TASK STATEMENT —
Write out the items below again, switching every occurrence of "drop a dot" to "place a point" and leaving everything else unchanged.

LISTED ENTRIES —
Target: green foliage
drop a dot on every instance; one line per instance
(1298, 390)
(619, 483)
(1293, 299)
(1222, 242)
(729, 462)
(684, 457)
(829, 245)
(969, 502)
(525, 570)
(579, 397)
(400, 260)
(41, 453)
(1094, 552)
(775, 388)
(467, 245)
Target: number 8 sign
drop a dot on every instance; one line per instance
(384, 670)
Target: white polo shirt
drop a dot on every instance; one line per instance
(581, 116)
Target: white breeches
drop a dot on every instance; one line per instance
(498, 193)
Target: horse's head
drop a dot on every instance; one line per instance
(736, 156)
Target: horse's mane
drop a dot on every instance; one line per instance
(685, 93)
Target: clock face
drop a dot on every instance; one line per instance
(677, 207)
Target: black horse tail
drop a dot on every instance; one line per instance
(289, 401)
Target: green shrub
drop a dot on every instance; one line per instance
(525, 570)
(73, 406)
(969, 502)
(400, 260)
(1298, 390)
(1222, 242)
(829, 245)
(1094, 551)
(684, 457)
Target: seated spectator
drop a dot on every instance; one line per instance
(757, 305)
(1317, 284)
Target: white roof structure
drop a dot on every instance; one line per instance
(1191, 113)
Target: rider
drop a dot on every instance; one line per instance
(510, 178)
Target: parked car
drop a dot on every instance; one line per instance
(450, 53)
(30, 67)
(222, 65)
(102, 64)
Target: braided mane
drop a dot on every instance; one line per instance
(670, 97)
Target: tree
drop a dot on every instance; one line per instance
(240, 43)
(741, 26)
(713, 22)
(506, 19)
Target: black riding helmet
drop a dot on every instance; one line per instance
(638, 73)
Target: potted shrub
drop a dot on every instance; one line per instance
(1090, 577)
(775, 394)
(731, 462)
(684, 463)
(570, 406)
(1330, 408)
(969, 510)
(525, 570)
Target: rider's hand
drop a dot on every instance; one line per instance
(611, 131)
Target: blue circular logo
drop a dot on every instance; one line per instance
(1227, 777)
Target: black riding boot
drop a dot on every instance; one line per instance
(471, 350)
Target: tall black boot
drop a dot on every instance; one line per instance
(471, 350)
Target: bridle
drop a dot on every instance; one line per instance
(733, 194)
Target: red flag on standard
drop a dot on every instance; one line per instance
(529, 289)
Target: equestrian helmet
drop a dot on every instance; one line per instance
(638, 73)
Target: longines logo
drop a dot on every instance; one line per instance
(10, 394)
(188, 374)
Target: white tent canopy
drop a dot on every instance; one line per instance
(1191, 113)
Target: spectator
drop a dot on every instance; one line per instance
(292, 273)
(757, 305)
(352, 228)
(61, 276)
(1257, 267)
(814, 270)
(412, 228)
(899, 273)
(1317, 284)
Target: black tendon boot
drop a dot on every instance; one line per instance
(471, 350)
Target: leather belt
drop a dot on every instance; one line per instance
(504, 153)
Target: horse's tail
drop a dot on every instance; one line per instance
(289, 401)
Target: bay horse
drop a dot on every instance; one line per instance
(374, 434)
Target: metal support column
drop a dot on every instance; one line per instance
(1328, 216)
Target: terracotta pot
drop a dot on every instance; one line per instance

TASK ANSWER —
Target: green foliage
place a point on every instance; one line per instance
(1298, 390)
(619, 483)
(1293, 299)
(1222, 242)
(729, 462)
(684, 457)
(829, 245)
(969, 502)
(525, 570)
(579, 397)
(400, 260)
(41, 453)
(1094, 552)
(775, 388)
(467, 245)
Target: number 8 sign
place a point on every instance; one line per instance
(384, 670)
Target: white polo shirt
place a point on every instance; one line per instance
(581, 116)
Target: white breeches
place a point on every instance; one line per instance
(498, 193)
Target: horse's head
place a point on every instance; one line per instance
(736, 156)
Target: horse's mane
place a point on every instance; one line per instance
(685, 93)
Target: clock face
place a point on every instance; one line per instance
(677, 207)
Target: black horse tail
place a point on every instance; one line per instance
(289, 401)
Target: green shrub
place a point on every instance; one line per instance
(525, 570)
(73, 406)
(969, 502)
(400, 260)
(1298, 390)
(1222, 242)
(829, 245)
(1094, 551)
(684, 457)
Target: seated spectator
place a point on every instance; one line per instance
(757, 305)
(1317, 284)
Target: white roof structure
place a point on every instance; one line per instance
(1191, 113)
Target: rider
place a point on every instance; one line per instance
(510, 178)
Target: parked car
place a point on every instance; one line per instance
(450, 53)
(30, 67)
(222, 65)
(102, 64)
Target: braided mane
place a point on every instance; one line per instance
(670, 97)
Target: tree
place a point on every instance; one line per instance
(240, 43)
(741, 26)
(713, 22)
(506, 19)
Target: black riding helmet
place a point on every instance; one line per instance
(638, 73)
Target: potted shrub
place a point on every instance; one line per instance
(1090, 577)
(775, 394)
(731, 462)
(684, 463)
(570, 406)
(1330, 408)
(969, 510)
(525, 570)
Target: rider's hand
place a point on every instance; one line per instance
(611, 131)
Target: blue circular logo
place a point on every instance; one line per instance
(1227, 777)
Target: black riding boot
place a point on every instance; one line per instance
(471, 350)
Target: tall black boot
place a point on every instance; one line per instance
(471, 350)
Target: bridle
place a point on every instance; one line per instance
(733, 194)
Target: red flag on standard
place a point on every instance; one line per instance
(529, 289)
Target: equestrian helmet
place a point on every instance; one line per instance
(638, 73)
Target: longines logo
place a point on every instance; one line per instance
(10, 394)
(188, 374)
Target: white tent canopy
place a point on every instance; one line per instance
(1191, 113)
Target: spectator
place a point on every instance; one line per instance
(292, 273)
(757, 305)
(352, 228)
(61, 276)
(1257, 267)
(814, 270)
(412, 228)
(899, 273)
(1317, 284)
Target: black tendon boot
place a point on every instance; one line per instance
(471, 350)
Target: leather belt
place a point on every instance; one line per instance
(504, 153)
Target: horse's tail
place a point on every instance; one line per instance
(289, 401)
Target: bay horse
place a point on every instance; one line per instance
(374, 434)
Target: metal support column
place a point on every instance; one line per instance
(1328, 216)
Target: terracotta pot
place a point on every instance; one line per instance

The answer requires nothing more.